Communication between the mitochondria and the nucleus is bi-directional and it has long been known that crosstalk between nuclear DNA (nDNA) and mtDNA is required for proper cellular functioning and homeostasis. However, the precise relationship between mtDNA and the nuclear epigenome has not been well defined despite a number of reports which have identified a relationship between mitochondria and the nuclear epigenome. For example, mtDNA polymorphisms have been previously demonstrated to be associated with nDNA methylation patterns. Further, mtDNA-CN has been previously associated with changes in nuclear gene expression.
Thus, gene expression changes identified as a result of mitochondrial variation may be mediated, at least in part, by nDNA methylation. Further, given that it has been well-established that mtDNA-CN influences a number of human diseases, we propose that one mechanism by which mtDNA-CN influences disease may be through regulation of nuclear gene expression via the modification of nDNA methylation. To this end, we report the results of cross-sectional analysis of this association between mtDNA-CN and nDNA methylation in 5035 individuals from the Atherosclerosis Risk in Communities (ARIC), Cardiovascular Health Study (CHS), and Framingham Heart Study (FHS) cohorts.

···

* Questions to answer
**a)** According to the passage on mitochondrial DNA and nuclear methylation, why do the authors propose that mtDNA-CN may influence disease through nDNA methylation? Answer in one to three sentences.
**b)** Extend the passage on mitochondrial DNA and nuclear methylation, beginning after its final sentence.

[Point-per-instance localization data]
···

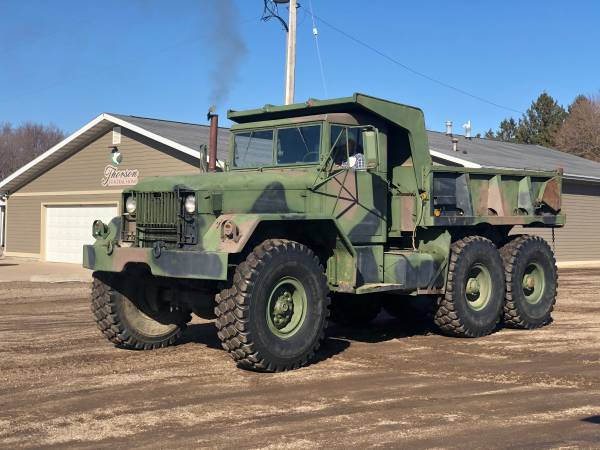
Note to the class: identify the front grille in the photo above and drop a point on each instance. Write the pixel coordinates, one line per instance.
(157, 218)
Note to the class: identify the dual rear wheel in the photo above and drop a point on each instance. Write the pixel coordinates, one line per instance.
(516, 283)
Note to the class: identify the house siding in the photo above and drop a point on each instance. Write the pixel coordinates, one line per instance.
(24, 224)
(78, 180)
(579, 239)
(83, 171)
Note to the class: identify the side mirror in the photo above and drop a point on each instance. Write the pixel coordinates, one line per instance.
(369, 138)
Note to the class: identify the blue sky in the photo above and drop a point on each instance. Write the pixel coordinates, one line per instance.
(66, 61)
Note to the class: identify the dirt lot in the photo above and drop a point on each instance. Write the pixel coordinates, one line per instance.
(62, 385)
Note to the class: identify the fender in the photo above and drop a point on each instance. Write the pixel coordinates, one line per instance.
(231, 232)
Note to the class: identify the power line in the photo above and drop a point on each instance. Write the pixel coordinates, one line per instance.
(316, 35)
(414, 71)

···

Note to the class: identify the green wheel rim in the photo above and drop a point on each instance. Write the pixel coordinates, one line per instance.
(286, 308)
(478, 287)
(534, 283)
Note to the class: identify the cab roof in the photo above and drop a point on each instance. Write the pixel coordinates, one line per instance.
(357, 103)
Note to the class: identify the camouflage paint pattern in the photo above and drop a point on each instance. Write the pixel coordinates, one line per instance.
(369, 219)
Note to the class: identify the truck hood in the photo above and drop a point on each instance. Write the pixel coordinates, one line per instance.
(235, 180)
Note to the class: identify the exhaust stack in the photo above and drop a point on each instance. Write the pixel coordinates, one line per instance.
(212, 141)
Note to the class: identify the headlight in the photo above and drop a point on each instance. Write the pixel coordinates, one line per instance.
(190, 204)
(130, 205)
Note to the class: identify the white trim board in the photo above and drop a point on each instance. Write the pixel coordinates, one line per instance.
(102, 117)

···

* Expected results
**a)** Mitochondrial variation is linked to changes in nuclear gene expression that may be mediated, at least in part, by nDNA methylation. Earlier reports tied mtDNA polymorphisms to nDNA methylation patterns and mtDNA-CN to changes in nuclear gene expression. Since mtDNA-CN is also well established to influence a number of human diseases, the authors propose that it may act on disease by regulating nuclear gene expression through nDNA methylation.

**b)**
Thirty-four independent CpGs were associated with mtDNA-CN at genome-wide significance. Meta-analysis across all cohorts identified six mtDNA-CN-associated CpGs at genome-wide significance. Additionally, over half of these CpGs were associated with phenotypes known to be associated with mtDNA-CN, including coronary heart disease, cardiovascular disease, and mortality. Experimental modification of mtDNA-CN demonstrated that modulation of mtDNA-CN results in changes in nDNA methylation and gene expression of specific CpGs and nearby transcripts. These results demonstrate that changes in mtDNA-CN influence nDNA methylation at specific loci and result in differential expression of specific genes that may impact human health and disease via altered cell signaling.